Chris Weige, formerly of Downbeat Magazine, provides a teriffic history lesson about Miles’ affinity for fast cars… and the occasional handgun:

While it’s been rumored that he cruised around in his Lamborghini Miura with a .357 magnum under the seat and enjoyed outrunning the fuzz with people sitting shotgun, Davis was arrested in 1970 on weapons charges when he was sitting in his red Ferrari and an officer noticed he had accented his ensemble of a turban, white sheepskin coat and snakeskin pants with a pair brass knuckles.

One might have thought brass knuckles might not be enough protection, considering he had been shot in the hip while sitting in his car less than a year earlier in an alleged extortion plot. Two years after his arrest he crashed his Lambo and snapped both of his ankles, leaving him hospitalized for eight weeks and with a bum hip that required two surgeries and kept him down from 1975-81, which is when he developed a hankering for pain pills.

The Miles Davis Movie: Will it be the best movie ever made about jazz or: Wow, there’s not a lot of movies about jazz


Let’s take a look at a shortlist of good-to-great films with jazz as its central theme (excluding documentaries…):

Round Midnight
Mo’ Better Blues
Sweet And Lowdown
Sweet Love, Bitter
Tune in Tomorrow…
Paris Blues
St. Louis Blues
The Benny Goodman Story
The Glenn Miller Story
Young Man with a Horn
Lady Sings the Blues
The Gene Krupa Story
Stormy Weather

Alright! I’ll add the Showtime original movie “Lush Life,” a drama about two best friends who play jazz in night clubs starring Jeff Goldblum and Forest Whitaker. Oh, 1993, you were so long ago…

But here’s something: Don Cheadle has a part in “Lush Life.” Now that’s just craziness.

The truth is that this category isn’t exactly overflowing with titles to choose from. We’re not talking best romantic comedies of all-time here. “His Girl Friday,” anyone?

Now, films featuring a jazz score? Sure, we have plenty of wonderful choices: “Anatomy of a Murder” featuring Duke Ellington, “Ascenseur pour l’échaffaud” with the music of Miles Davis, Alex North’s music for Elia Kazan’s “A Streetcar Named Desire,” any number of Woody Allen and Spike Lee films and so on…

In researching jazz music in films I happened upon the official site for the Museum of Modern Art, which is currently running an exhibit through September 15 titled Jazz Score.

Comprising a film retrospective, a gallery installation, live concerts, and a panel discussion, Jazz Score celebrates some of the best original jazz composed for the cinema from the 1950s to the present.

Saved data entries:
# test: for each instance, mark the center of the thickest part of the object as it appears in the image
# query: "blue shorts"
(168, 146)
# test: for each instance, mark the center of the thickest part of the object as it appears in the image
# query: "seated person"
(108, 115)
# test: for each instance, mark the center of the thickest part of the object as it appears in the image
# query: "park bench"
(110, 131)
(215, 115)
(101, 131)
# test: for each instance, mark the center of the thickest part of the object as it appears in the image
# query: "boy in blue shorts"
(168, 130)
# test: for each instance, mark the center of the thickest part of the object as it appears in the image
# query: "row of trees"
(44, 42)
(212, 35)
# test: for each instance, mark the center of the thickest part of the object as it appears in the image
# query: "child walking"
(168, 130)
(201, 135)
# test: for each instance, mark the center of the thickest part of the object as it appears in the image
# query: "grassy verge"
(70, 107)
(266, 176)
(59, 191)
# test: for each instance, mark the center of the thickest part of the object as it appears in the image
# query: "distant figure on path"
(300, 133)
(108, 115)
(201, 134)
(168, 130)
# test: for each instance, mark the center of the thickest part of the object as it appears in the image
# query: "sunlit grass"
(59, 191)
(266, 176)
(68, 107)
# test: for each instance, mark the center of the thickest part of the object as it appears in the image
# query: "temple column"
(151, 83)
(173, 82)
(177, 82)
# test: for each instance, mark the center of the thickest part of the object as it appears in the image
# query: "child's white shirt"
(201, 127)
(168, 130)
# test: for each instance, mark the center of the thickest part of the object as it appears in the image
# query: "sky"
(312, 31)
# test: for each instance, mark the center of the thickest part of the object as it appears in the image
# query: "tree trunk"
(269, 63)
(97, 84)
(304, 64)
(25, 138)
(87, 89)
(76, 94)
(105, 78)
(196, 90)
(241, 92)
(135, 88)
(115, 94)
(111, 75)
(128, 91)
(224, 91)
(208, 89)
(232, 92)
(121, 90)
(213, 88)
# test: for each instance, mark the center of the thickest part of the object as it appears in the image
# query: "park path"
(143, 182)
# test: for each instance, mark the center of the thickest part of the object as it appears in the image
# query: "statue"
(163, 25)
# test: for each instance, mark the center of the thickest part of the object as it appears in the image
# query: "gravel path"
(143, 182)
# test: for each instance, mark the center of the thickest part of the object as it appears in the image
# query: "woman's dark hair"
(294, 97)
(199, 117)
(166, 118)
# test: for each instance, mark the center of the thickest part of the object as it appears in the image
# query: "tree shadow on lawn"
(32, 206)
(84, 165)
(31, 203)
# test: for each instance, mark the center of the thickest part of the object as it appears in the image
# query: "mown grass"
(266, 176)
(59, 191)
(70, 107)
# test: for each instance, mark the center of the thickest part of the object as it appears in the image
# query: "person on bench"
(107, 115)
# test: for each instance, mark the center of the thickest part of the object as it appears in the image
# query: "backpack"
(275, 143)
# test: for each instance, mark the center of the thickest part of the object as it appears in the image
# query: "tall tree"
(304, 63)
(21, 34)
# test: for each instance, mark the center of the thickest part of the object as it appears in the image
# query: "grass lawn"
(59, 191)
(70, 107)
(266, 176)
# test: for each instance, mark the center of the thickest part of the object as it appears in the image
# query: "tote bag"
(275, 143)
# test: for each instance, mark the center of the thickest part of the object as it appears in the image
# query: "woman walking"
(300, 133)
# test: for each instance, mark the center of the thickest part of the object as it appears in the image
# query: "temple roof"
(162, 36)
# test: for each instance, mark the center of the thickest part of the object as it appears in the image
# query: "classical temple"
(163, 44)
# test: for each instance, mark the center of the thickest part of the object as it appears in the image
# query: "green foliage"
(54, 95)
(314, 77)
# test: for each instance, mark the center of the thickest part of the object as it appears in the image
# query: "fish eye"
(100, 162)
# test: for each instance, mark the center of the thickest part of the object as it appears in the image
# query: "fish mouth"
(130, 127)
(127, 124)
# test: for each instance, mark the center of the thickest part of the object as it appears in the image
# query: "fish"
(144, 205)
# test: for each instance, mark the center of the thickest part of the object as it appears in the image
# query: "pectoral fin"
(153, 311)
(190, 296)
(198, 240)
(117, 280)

...

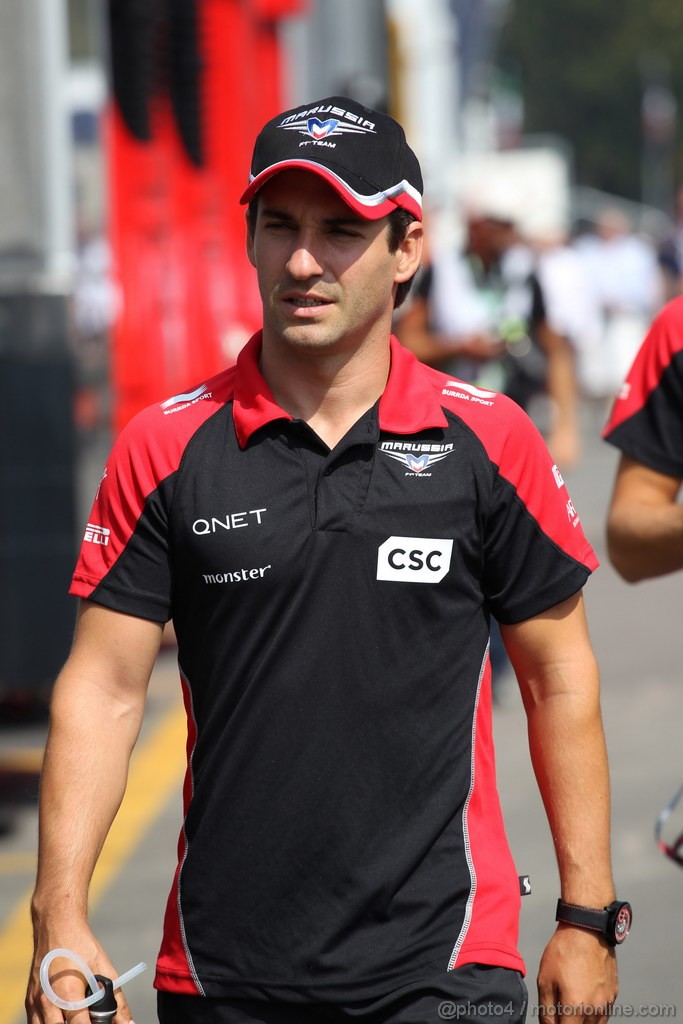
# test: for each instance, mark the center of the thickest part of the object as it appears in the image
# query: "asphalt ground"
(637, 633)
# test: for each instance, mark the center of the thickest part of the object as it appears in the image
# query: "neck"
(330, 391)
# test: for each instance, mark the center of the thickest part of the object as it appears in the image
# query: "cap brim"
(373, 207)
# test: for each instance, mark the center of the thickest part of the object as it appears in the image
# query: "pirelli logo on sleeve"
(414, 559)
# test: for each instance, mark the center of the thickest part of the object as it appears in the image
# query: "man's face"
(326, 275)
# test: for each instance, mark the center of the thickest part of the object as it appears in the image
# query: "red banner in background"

▶ **What to work on**
a) Answer these questions about the piece on Miles Davis and jazz in film:
(i) What car was Davis sitting in when he was arrested in 1970?
(ii) Which two actors star in "Lush Life"?
(iii) Through what date is the Museum of Modern Art running its Jazz Score exhibit?
b) Carry the piece on Miles Davis and jazz in film forward, starting right after its final sentence.

▶ **Answers below**
a)
(i) His red Ferrari.
(ii) Jeff Goldblum and Forest Whitaker.
(iii) September 15.

b)
I highly recommend checking out the information on the website as it provides an excellent retrospective on some of cinema’s finest product with an eye on the jazz music associated.

A ‘happy marriage’ is how this New York Sun headline describes jazz music and film in their review of the MoMA exhibit.

It’s an insightful declaration when you consider the many superb films over the years that include jazz music in the score, as part of the story or musical device to elicit a specific emotion or atmosphere.

The website for the retrospective provides a great filmography; definitely a nice trip down cinema-memory lane.

So back to the original point: I’ll go ahead and say if the Miles Davis biopic comes out as well as I am expecting, I would slot it immediately at #1 on the all-time best movies about jazz list – no offense to “Bird,” “Round Midnight” and a few others.

Honestly a Miles Davis film is long overdue for the big screen treatment, but legal issues and music rights are often the culprit in slowing down the development process when it comes to putting a real life on the screen.

And to think Duke Ellington, Count Basie, Louis Armstrong, Dizzy Gillespie, Ella Fitzgerald, John Coltrane and Sarah Vaughn also are without a big screen adaptation, as far as I know.

If I’m wrong please let me know. But it does boggle the mind because I feel any and all of the above-mentioned would be great subjects for Hollywood/Indie films.

A new Billie Holiday biopic wouldn’t hurt either. I admire Diana Ross’ performance in “Lady Sings the Blues,” but the overall film was just good, not great – in my opinion.

I was just about to add another favorite artist of mine, Nina Simone, to the list, but then I realized there is an “Untitled Nina Simone Project” on the books, so I enthusiastically await the movie version of one of the greatest American singer/songwriters.